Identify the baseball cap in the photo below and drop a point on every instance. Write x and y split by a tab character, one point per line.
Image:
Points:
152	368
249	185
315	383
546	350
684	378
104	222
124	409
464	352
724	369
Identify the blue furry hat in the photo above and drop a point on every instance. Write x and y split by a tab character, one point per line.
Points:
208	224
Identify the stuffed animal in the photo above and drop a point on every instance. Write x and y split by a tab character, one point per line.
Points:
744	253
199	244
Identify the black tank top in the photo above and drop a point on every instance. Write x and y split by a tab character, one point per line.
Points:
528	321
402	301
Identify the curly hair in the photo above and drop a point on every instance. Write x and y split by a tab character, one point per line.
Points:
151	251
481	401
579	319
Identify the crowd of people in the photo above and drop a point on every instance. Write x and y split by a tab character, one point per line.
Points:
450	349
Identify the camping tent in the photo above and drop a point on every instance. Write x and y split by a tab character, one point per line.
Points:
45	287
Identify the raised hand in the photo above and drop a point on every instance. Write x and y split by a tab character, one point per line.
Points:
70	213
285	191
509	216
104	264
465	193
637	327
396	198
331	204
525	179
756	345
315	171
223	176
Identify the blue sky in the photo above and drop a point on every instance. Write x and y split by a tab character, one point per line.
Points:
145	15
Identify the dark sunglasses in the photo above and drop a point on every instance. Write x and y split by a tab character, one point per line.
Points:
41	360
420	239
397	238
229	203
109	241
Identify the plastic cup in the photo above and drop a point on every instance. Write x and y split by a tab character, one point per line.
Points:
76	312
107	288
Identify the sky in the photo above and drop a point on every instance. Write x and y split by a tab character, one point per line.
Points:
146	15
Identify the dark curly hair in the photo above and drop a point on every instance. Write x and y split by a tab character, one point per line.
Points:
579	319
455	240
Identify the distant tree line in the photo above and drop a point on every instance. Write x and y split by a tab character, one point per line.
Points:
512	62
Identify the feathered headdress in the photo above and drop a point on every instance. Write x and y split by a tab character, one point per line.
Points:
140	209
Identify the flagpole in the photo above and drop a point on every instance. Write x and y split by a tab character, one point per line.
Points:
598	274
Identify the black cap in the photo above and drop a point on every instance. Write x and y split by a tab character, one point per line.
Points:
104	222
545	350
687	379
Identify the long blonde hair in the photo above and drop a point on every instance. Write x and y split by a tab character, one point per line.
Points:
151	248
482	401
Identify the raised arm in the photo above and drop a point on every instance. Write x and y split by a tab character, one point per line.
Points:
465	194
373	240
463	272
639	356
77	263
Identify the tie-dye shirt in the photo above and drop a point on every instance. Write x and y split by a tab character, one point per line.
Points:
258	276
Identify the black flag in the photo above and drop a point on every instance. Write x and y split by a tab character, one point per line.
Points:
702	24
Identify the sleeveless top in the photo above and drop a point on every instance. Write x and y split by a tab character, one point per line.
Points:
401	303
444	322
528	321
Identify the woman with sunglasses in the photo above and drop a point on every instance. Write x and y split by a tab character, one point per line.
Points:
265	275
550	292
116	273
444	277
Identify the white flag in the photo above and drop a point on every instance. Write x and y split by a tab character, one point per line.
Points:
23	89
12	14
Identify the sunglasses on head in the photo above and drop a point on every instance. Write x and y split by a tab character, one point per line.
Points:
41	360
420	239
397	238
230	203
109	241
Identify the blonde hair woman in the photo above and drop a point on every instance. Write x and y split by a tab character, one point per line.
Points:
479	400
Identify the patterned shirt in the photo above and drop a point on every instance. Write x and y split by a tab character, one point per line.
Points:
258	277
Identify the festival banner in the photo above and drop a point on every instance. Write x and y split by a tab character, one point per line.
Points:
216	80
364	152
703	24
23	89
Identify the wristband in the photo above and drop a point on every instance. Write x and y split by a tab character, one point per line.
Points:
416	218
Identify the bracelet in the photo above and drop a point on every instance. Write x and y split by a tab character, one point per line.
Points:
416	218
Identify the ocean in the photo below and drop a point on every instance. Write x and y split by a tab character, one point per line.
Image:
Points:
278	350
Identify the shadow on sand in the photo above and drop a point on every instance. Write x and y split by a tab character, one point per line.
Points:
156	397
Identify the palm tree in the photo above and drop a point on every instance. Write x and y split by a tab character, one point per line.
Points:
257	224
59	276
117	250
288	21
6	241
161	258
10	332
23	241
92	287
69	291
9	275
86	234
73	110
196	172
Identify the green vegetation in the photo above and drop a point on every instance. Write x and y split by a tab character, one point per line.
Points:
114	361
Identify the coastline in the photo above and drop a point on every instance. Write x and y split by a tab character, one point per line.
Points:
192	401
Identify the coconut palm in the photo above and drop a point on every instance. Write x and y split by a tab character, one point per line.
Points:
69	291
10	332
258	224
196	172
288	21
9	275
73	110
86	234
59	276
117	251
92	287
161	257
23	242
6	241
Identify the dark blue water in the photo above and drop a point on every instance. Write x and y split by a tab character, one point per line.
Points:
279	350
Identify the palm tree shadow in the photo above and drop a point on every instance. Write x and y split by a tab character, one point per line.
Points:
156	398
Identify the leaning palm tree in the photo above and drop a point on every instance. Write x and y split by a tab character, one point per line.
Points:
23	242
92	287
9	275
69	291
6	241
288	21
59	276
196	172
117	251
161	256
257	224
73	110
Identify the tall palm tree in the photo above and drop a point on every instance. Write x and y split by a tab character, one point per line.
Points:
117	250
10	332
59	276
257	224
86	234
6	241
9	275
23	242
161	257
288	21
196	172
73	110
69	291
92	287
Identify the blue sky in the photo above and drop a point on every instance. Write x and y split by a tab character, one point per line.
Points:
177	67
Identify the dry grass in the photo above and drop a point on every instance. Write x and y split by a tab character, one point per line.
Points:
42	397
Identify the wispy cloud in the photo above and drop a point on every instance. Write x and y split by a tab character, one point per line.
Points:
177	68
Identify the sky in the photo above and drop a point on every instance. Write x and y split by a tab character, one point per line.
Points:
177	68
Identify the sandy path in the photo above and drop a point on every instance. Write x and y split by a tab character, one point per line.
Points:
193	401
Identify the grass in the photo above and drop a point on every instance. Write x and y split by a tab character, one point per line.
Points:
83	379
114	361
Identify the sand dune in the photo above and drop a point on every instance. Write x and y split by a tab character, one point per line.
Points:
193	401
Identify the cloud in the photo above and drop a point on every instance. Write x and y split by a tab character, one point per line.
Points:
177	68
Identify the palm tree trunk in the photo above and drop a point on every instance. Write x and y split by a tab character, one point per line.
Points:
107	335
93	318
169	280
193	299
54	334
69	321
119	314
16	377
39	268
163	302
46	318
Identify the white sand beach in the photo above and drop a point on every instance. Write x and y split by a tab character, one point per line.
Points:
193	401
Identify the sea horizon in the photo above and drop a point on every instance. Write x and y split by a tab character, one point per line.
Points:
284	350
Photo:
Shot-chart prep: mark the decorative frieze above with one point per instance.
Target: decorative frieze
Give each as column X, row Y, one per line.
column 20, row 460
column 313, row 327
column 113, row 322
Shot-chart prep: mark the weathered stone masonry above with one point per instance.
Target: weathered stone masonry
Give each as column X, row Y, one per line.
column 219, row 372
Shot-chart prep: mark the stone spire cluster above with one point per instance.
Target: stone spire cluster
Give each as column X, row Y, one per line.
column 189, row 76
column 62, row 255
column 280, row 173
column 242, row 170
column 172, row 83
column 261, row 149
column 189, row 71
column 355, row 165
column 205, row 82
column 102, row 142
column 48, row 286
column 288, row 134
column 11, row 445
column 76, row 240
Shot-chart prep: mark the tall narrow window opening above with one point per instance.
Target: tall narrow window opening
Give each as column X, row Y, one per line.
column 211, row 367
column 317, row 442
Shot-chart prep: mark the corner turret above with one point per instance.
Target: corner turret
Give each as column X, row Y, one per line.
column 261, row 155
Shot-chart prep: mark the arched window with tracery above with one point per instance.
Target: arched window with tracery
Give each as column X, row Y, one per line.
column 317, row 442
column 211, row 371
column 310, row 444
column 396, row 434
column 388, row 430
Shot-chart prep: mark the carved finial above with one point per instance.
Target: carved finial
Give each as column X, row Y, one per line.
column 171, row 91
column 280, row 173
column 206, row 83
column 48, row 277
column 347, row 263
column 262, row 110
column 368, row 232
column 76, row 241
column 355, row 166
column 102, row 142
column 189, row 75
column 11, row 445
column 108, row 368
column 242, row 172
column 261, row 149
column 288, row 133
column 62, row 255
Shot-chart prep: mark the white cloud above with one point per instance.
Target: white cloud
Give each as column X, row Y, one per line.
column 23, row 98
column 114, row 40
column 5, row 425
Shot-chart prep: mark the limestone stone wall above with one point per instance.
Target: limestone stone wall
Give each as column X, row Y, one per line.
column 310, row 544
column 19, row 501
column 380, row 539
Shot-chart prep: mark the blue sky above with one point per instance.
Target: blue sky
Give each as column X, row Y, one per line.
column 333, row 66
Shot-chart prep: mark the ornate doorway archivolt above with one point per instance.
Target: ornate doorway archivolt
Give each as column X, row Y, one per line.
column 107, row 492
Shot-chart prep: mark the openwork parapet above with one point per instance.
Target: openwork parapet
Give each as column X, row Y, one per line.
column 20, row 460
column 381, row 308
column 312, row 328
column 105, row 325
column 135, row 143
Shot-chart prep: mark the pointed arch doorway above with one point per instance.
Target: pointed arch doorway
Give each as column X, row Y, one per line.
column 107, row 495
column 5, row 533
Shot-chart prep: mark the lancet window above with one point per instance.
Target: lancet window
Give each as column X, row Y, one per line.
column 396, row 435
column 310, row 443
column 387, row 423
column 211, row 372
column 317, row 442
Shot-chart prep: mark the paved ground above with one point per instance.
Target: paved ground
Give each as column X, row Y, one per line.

== == ==

Directions: Write out the material word for word, starting at the line that contains "Shot-chart prep: mark the openwork" and ending at the last line of the material.

Answer to this problem:
Shot-chart prep: mark the openwork parapet above with one point per instance.
Target: openwork parapet
Give each as column X, row Y, one per line.
column 20, row 460
column 381, row 308
column 312, row 328
column 105, row 325
column 135, row 143
Shot-chart prep: mark the pointed arch doorway above with one point per instance.
Target: pointed arch doorway
Give each as column X, row Y, one per line.
column 107, row 495
column 5, row 533
Shot-chart prep: mark the lancet window above with one point per instance.
Target: lancet window
Give each as column X, row Y, one per line.
column 396, row 435
column 310, row 443
column 387, row 423
column 211, row 372
column 317, row 442
Shot-chart prep: mark the paved ground above with one point per instance.
Target: paved ground
Give each as column X, row Y, one per line.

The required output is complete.